> Problem description
Your answer should be the lines from the one containing "sample: <point>1266,195</point>" through the final line below, copied exactly.

(Records from a collection)
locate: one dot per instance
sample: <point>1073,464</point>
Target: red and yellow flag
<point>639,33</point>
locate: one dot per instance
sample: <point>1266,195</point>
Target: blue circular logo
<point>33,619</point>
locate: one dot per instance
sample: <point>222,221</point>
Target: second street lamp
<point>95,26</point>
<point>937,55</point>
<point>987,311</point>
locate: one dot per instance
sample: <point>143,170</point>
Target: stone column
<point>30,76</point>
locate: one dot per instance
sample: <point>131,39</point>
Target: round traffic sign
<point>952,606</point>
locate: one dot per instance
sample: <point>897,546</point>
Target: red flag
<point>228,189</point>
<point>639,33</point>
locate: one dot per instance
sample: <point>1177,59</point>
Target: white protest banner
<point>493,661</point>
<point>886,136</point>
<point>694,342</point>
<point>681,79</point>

> Finished exercise
sample: <point>1266,195</point>
Target: blue circular logo
<point>33,619</point>
locate: one dot per instance
sample: <point>222,221</point>
Target: second street lamp
<point>95,26</point>
<point>937,55</point>
<point>987,311</point>
locate: one dot per instance
sample: <point>143,170</point>
Target: stone column
<point>30,76</point>
locate: one dot per instance
sample: <point>131,39</point>
Target: round traffic sign
<point>952,606</point>
locate: one dot per instance
sample: <point>897,546</point>
Target: red flag
<point>228,189</point>
<point>639,33</point>
locate: one dot per instance
sample: <point>1177,59</point>
Target: white protest banner
<point>493,661</point>
<point>886,136</point>
<point>694,342</point>
<point>681,79</point>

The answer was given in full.